▶ What to produce
Lay out all of the data below as a JSON list of strings, one string per line, with blank lines skipped. Leave the picture out of your answer.
------
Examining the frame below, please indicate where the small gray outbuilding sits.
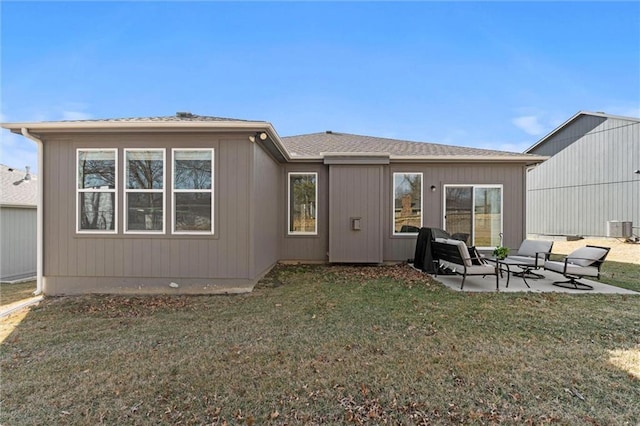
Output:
[2,113,546,295]
[525,111,640,238]
[0,164,38,282]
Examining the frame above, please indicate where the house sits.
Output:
[3,113,546,294]
[0,164,38,282]
[525,111,640,237]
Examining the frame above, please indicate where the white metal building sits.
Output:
[0,165,38,282]
[525,111,640,238]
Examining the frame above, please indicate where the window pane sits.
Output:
[127,192,164,231]
[126,150,164,189]
[78,192,116,230]
[474,188,502,247]
[393,173,422,233]
[174,151,212,189]
[289,174,316,233]
[174,192,211,232]
[445,186,473,243]
[78,151,116,189]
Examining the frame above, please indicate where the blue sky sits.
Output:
------
▶ Solution to this exercise
[
  "Examining the frame below, please indicate where the small gray outbuilding sits.",
  "Output:",
  "[2,113,546,295]",
  "[525,111,640,238]",
  "[0,164,38,282]",
  "Examining the frame above, please indicate where the house sits.",
  "Output:",
  "[3,113,546,294]",
  "[0,164,38,282]",
  "[525,111,640,237]",
  "Examining the frame above, please indicate where the white metal building sits.",
  "Output:",
  "[0,165,38,282]",
  "[525,111,640,238]",
  "Examining the frame above, please indicate where the window pane sits.",
  "Output:",
  "[127,192,164,231]",
  "[126,150,164,189]",
  "[78,192,116,230]",
  "[474,188,502,247]",
  "[393,173,422,233]",
  "[174,151,212,189]",
  "[289,174,316,233]",
  "[174,192,211,232]",
  "[445,186,473,243]",
  "[78,151,116,189]",
  "Examining the frame above, please indicate where the blue sky sits.",
  "Output:"
]